■ **What is asked**
Render every line of the listing below as a Markdown table with the columns Row and Listing line, skipping blank lines and leaving out the pictures.

■ **Listing**

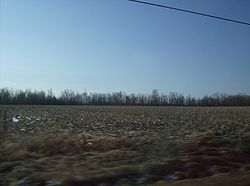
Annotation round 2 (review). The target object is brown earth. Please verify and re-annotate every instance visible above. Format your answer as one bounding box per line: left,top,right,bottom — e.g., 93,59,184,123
0,106,250,186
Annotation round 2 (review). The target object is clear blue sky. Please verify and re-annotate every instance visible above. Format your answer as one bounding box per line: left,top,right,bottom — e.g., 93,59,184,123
0,0,250,96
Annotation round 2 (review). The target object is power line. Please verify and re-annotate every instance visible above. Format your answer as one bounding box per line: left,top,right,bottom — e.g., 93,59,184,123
128,0,250,26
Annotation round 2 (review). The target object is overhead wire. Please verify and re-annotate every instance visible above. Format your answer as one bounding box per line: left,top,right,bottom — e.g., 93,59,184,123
128,0,250,26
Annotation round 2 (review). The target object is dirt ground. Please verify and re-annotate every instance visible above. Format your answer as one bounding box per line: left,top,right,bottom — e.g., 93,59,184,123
0,106,250,186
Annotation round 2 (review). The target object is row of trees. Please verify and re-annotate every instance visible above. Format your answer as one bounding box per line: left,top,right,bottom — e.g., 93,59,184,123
0,88,250,106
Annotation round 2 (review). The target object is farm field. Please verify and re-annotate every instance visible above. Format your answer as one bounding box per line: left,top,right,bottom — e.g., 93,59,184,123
0,105,250,186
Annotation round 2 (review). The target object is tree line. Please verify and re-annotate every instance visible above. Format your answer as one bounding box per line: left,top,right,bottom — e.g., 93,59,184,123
0,88,250,106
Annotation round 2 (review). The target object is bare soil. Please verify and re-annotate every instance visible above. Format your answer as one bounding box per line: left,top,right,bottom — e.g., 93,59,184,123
0,106,250,186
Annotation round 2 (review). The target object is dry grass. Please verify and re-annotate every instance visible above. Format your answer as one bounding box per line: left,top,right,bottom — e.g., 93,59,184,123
0,106,250,186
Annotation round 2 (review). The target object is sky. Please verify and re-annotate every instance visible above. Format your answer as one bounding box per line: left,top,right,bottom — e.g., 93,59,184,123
0,0,250,96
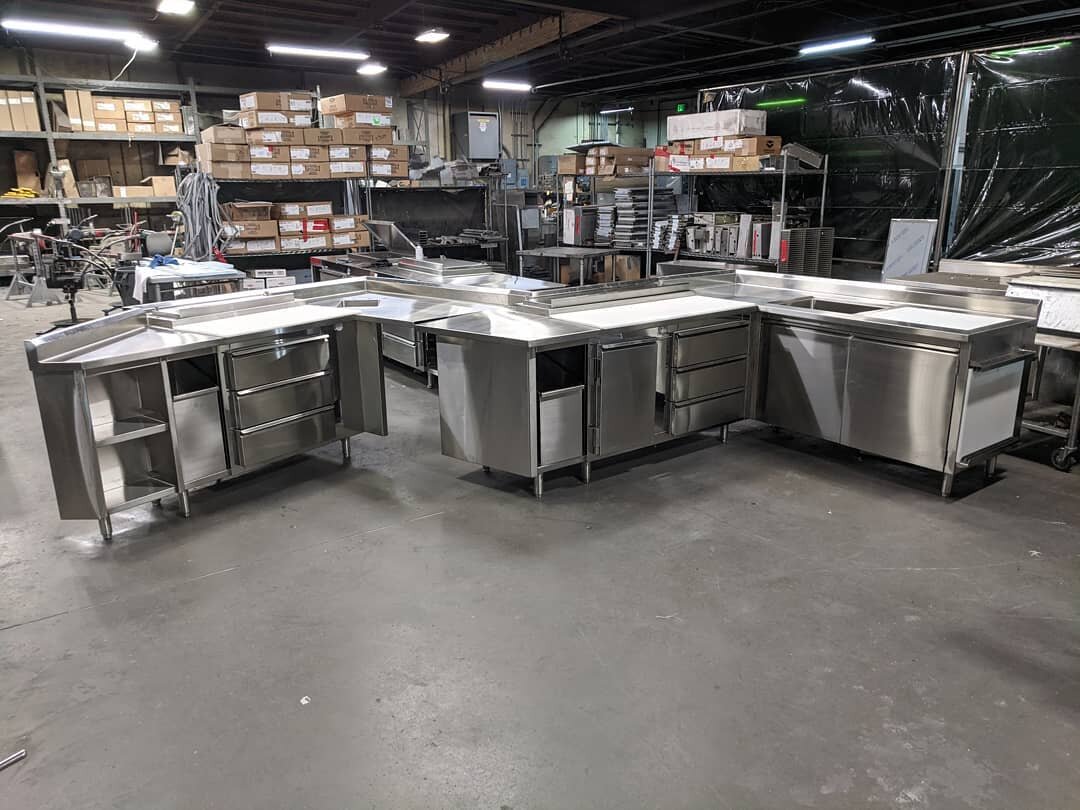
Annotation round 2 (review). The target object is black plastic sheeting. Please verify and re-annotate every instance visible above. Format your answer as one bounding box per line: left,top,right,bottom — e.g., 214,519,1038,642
698,56,958,261
945,41,1080,266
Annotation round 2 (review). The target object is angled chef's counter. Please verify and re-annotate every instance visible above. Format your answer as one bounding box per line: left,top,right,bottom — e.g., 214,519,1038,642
27,262,1038,535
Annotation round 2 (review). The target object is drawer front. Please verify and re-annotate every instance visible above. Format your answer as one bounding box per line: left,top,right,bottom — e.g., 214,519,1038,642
672,391,746,436
233,408,337,467
672,324,750,368
229,335,330,389
382,332,419,368
232,372,337,428
672,360,746,402
540,386,585,467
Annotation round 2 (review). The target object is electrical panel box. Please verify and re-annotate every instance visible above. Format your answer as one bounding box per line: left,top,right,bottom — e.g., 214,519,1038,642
450,112,502,160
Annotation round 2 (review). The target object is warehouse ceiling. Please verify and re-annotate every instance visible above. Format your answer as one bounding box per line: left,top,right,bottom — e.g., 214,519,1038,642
3,0,1080,98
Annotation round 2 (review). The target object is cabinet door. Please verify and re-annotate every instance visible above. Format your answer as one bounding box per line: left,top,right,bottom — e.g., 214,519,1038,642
842,338,958,470
596,338,657,456
764,325,849,442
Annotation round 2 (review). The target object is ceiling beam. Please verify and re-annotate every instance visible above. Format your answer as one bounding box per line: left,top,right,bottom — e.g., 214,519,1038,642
401,11,608,96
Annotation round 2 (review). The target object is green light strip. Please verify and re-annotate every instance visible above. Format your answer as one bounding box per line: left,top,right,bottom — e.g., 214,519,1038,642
754,98,807,109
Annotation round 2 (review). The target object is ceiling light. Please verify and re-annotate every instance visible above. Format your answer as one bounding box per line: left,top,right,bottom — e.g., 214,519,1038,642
0,18,158,51
158,0,195,14
416,28,450,42
799,36,874,56
267,45,372,62
484,79,532,93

■ **Correct output**
| Row | Listing line |
|---|---|
| 1 | Annotation round 2 (review). The target object is brown earth. Please verify and re-annotate every instance visible above. Format your answer as one bounding box per line: left,top,right,bottom — e.g., 93,59,184,123 |
| 2 | 0,106,250,186 |
| 3 | Annotation round 2 (review). The target object is clear blue sky. Please verify and re-annotate every instance visible above. Format your answer as one bounding box per line: left,top,right,bottom — e.g., 93,59,184,123 |
| 4 | 0,0,250,96 |
| 5 | Annotation round 2 (review). The target object is power line. Please verify and re-annotate every instance visible above. Format your answer as one bounding box per line: left,top,right,bottom — e.g., 93,59,184,123 |
| 6 | 128,0,250,26 |
| 7 | Annotation round 2 (review). The target object is overhead wire. Please verify and re-annotate every instance visible above. Format your answer as one bounding box per line: left,top,right,bottom — e.g., 93,59,184,123 |
| 8 | 128,0,250,26 |
| 9 | Annotation round 2 (review). The target object is dirt ground. Please verify and re-annotate every instance visible above. Format your answer as one bounding box per line: left,top,right,bottom — e.g., 93,59,184,123 |
| 10 | 0,106,250,186 |
| 11 | Annotation round 2 (review). The target object is row of trees. Please verify and re-annotate every instance visible above. Format your answer as one bounding box per line: left,top,right,bottom — e.g., 93,59,184,123 |
| 12 | 0,88,250,106 |
| 13 | Annotation round 2 (review). The target object is farm field. Please verify and re-annotate every instance visible above. Format your answer as one bounding box per line: left,top,right,bottom — e.g., 93,59,184,123 |
| 14 | 0,105,250,186 |
| 15 | Annotation round 2 (review). The target object is tree line. Please verify and re-annotate every instance visible above. Format your answer as one bounding box per line: left,top,right,bottom — e.g., 93,59,184,123 |
| 16 | 0,88,250,106 |
| 17 | Annotation round 2 (review). The target object is bare soil. Please verify and re-annotate every instance visible above. Format your answer as one bounding box per line: left,top,right,bottom — e.g., 93,59,184,123 |
| 18 | 0,106,250,186 |
| 19 | Annotation round 2 (review). The target object is dry grass. Please verify and re-annotate every instance visible above. Format your answer as one bounding box per line: left,top,right,bottom — e.g., 93,59,184,123 |
| 20 | 0,106,250,186 |
| 21 | Annotation round 2 (review). The target object is sky. Please verify and re-annotate every instance visible above. Format your answer as one bounding box per line: left,top,right,bottom — e.g., 93,59,184,123 |
| 22 | 0,0,250,96 |
| 23 | Annotation round 2 (review). The target object is black plastic sheeting. Please verify and re-annotate every instance visible above. Format your answer as one bounding box per line: left,top,right,bottom — e.g., 214,519,1038,642 |
| 24 | 698,56,958,261 |
| 25 | 945,41,1080,266 |
| 26 | Annotation round 2 (review). The target object is angled chef's counter. Please verify and re-annotate every instance visible above. Format your answer as one bounding box per line: left,top,right,bottom — e.g., 214,519,1038,642 |
| 27 | 27,262,1038,535 |
| 28 | Annotation round 2 (review). The target object is drawer front. Please verify and re-annotate every instance visible above. Format your answer as one bounding box per line: left,top,right,bottom — e.g., 214,519,1038,642 |
| 29 | 672,391,746,436 |
| 30 | 233,408,337,467 |
| 31 | 672,324,750,368 |
| 32 | 229,335,330,389 |
| 33 | 382,332,419,368 |
| 34 | 232,372,337,428 |
| 35 | 672,360,746,402 |
| 36 | 540,386,585,467 |
| 37 | Annotation round 2 (review). The target object is electrical panel box. Please verify and re-annotate every instance visible above. Format your answer as one bounding box per line: left,top,right,bottom — e.g., 214,519,1038,642 |
| 38 | 450,112,502,160 |
| 39 | Annotation round 2 (review). The target object is warehouse ceiling. Please verify and re-annotate every instance visible above. Format your answer as one bounding box per line: left,top,right,bottom — e.g., 214,519,1038,642 |
| 40 | 3,0,1080,98 |
| 41 | Annotation round 2 (review). The target object is cabinet door. Please verify and re-annotate every instance visible above. Format your answer as one bounding box per line: left,top,right,bottom — e.g., 214,519,1038,642 |
| 42 | 842,338,958,470 |
| 43 | 596,338,657,456 |
| 44 | 764,325,849,442 |
| 45 | Annotation round 2 (review). The target object is ceiling beam. Please verify and re-annotate every instance visible above. Format your answer as one bounding box per line: left,top,right,bottom — e.g., 214,519,1038,642 |
| 46 | 401,11,608,96 |
| 47 | Annotation round 2 (review). The target object is green light strip. Please verify and re-annotate every instance visible above. Format your answer as one bounding box per line: left,top,right,bottom — e.g., 214,519,1038,642 |
| 48 | 754,98,807,109 |
| 49 | Annotation round 2 (review). The target object is ceiling light. Please verify and re-annotate every instance visible above. Format your answer as one bounding box per line: left,top,right,bottom — e.g., 214,519,1038,642 |
| 50 | 0,18,158,51 |
| 51 | 158,0,195,14 |
| 52 | 416,28,450,42 |
| 53 | 799,36,874,56 |
| 54 | 267,45,372,62 |
| 55 | 484,79,532,93 |